Write out the listing below without alteration, omitting its pictures.

-- Opening Marker --

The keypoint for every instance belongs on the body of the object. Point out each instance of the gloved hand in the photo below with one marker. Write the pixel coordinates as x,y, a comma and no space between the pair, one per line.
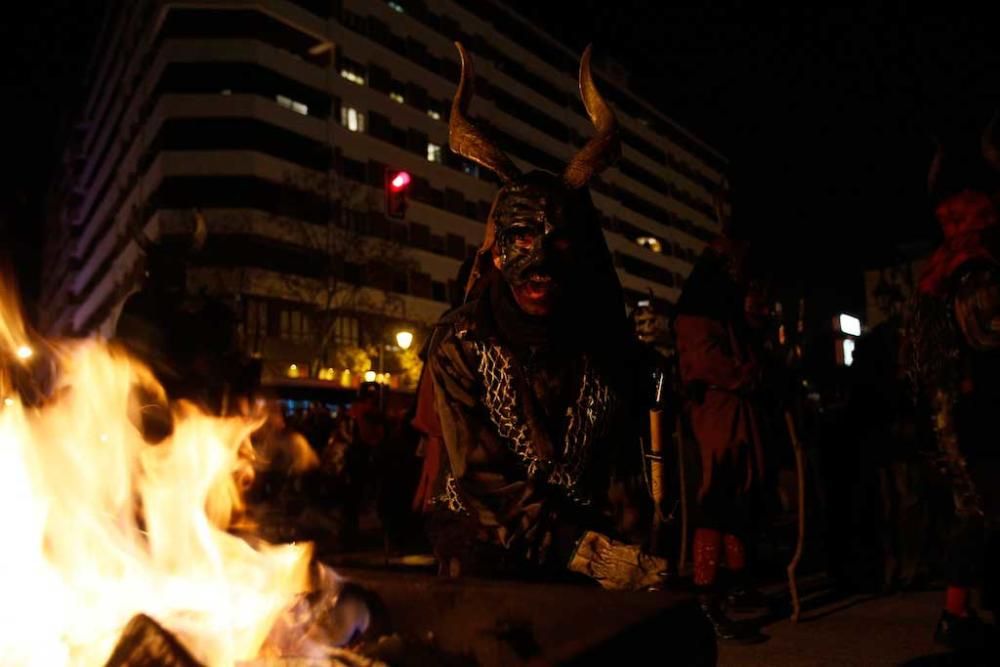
616,565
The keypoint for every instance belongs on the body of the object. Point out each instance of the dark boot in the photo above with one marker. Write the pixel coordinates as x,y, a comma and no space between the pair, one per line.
726,629
742,597
746,599
961,633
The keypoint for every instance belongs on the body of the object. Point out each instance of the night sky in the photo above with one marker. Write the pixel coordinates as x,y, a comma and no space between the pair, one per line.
826,115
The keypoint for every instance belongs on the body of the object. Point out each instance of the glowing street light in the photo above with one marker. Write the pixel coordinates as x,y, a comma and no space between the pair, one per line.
404,339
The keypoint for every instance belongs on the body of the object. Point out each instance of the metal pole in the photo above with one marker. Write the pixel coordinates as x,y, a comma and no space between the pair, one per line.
800,476
682,479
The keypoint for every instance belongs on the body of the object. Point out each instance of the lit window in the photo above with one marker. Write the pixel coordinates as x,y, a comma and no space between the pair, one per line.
848,351
650,242
352,119
352,76
289,103
850,324
433,153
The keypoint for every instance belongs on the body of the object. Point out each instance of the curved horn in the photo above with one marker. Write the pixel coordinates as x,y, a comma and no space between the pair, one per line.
468,140
991,143
605,147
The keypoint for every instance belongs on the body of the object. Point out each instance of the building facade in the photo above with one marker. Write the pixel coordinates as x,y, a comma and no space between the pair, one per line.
271,124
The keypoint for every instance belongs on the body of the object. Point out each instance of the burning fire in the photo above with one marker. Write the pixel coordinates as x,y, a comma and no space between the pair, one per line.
100,525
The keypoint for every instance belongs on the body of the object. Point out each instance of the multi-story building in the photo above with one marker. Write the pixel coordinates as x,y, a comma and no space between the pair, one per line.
273,122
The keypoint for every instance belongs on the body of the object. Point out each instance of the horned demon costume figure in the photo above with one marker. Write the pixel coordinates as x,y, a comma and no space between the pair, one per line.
530,381
953,338
720,373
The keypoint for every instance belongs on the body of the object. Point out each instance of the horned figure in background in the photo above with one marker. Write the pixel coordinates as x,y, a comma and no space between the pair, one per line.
534,378
953,342
189,340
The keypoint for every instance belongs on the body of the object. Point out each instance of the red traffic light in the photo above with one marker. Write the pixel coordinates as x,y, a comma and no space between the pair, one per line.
400,180
396,183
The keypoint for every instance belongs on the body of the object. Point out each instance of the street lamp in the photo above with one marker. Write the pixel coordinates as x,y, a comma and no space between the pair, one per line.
404,339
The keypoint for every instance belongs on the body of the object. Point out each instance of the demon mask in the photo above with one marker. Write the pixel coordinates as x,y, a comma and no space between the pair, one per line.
541,225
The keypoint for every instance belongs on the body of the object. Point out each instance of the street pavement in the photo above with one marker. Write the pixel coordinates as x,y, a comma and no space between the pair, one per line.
856,630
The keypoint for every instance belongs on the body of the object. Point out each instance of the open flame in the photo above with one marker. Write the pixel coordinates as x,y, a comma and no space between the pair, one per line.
100,525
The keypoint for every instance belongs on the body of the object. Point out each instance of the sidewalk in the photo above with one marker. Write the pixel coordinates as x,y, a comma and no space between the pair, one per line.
857,630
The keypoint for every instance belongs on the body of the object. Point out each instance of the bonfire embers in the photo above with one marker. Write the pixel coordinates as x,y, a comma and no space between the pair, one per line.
127,542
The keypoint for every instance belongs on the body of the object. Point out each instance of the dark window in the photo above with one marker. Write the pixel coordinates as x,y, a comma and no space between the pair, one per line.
420,285
420,236
241,78
455,246
187,192
454,201
355,170
379,79
439,291
180,134
238,24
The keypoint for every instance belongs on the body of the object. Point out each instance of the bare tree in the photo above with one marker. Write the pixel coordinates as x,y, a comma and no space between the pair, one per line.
356,261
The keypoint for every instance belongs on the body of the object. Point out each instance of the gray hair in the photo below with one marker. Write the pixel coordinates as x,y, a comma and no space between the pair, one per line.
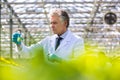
62,13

-- Closing Marker --

- SOLUTION FOR THIS EXERCISE -
The keypoint for every instance belongs on the body of the object. Point out each instance of the gloved hand in the photo below with one marker. Write the pixel coordinates as x,y, a comma and no space between the pair, one per line.
616,565
The keypoint for every instance belongs on the body of the object. Point out each instance of the dark boot in the photo above with one marker. Write the pixel coordinates as x,y, a comma and no space between the pair, one per line.
726,629
742,597
746,599
961,633
The keypoint for every instance belongs on the body of the object. Point out each instance of the night sky in the photo above with one marker. Write the pixel coordinates as x,y, a comma and no space between the pair, one per line.
826,115
The keypoint for every instance belongs on the body of the object. Point out each instance of the glowing street light in the photo above with one marker. Write the pixel coordinates as x,y, a comma and no space between the pair, one per line.
404,339
The keypoint for every instance belongs on the body of the object. Point out each instance of the metal pole in the photo above with one marker. Write the pixel coordinates as x,y, a comma and no space between the pair, one per line.
800,476
682,479
The keypoint for every instance belongs on the body of the object. Point out each instance of the lit window in the photo above with one marker. Write the pixel coordinates as x,y, a comma and no space between the pair, one per line.
848,351
650,242
352,119
352,76
289,103
850,324
433,153
The keypoint for every instance belongs on the body of the object. Point out each instance of the curved horn in the photo above with one marker. Write the pixel coordinates as x,y, a comma and no space between the pair, one per line.
468,140
991,143
605,147
The keypoint for every instance belongs on the body of the object. Point out each instance of the building facade in the photo above with one marker. Write the pixel coordinates as x,y, a comma and no space between the pair, one per line.
271,124
The keypoint for every instance belongs on the body of the object. Point out each instance of the burning fire in the photo above with one marker. Write the pixel coordinates as x,y, a comma and no space between the pair, one per line.
100,525
The keypoint for every instance belongs on the body of the object. Point out each instance of the multi-story building in the photo above with one marker. Write the pixel coordinates as x,y, a comma and no space between the pair, one per line.
273,122
The keypoint for every instance belongs on the body of the object. Point out each instance of the horned demon costume figure in the photo above with one marker. Write the pixel coordinates as x,y, a comma and no space between the pair, one per line.
530,381
953,338
720,373
The keypoint for every instance belongs on the body of the object. Point out each instance of the horned figure in background in the photo above with one marker. Write the pixel coordinates as x,y, a comma and no space between the pair, one per line.
534,378
953,342
189,340
The keypoint for every instance belongs on the body of the object. Point out each instance of the red traffic light in the photo above with one marker. Write the pixel coordinates as x,y, a comma and no space between the pair, one per line.
400,180
396,183
The keypoint for every instance belongs on the body of the object. Point out each instance of the street lamp in the photo above with one marker. Write the pixel coordinates as x,y, a comma and no space between the pair, one per line.
404,339
The keypoint for every instance belongs on the body of the object. Point out each instance of the demon mask in the photo above with one marker. Write the pixel coordinates as x,y, a comma and no space between the pair, one per line.
541,225
The keypoint for every instance belongs on the body of the object. Point out each instance of the street pavement in the photo above with one marker. Write the pixel coordinates as x,y, a comma and no space between the pair, one per line.
856,630
The keypoint for every instance belongs on the body of the object. Point out each instance of the open flame in the photo above with one marker. Write the pixel coordinates as x,y, a comma and no space between the pair, one per line.
100,525
The keypoint for every instance belongs on the body of the object. Point out each instance of the sidewalk in the photo above with one marker. Write the pixel coordinates as x,y, a comma and no space between the pair, one per line.
857,630
The keypoint for every instance belongs on the body of the object. Point out each instance of the bonfire embers in the photo above with one marker. Write the pixel coordinates as x,y, a comma and no space between the pair, one per line.
127,542
The keypoint for every instance belongs on the body of the object. Point out each instance of the dark window in the photo above with one marker. Write the pixel coordinates as x,y, a comma and no space between the pair, one per line.
420,285
420,236
241,78
455,246
187,192
454,201
355,170
379,79
439,291
180,134
238,24
The keypoint for every instance belongs on the body of the object. Point out each instance of the bare tree in the photo above with one marker. Write the pixel coordinates as x,y, a comma and no space between the pair, one per line.
356,261
The keypoint for every instance belongs on the body of the object. Point out each instance of the gray hair in the photo below with one marker. Write the pixel coordinates as x,y, a comma and no space between the pair, one per line.
62,13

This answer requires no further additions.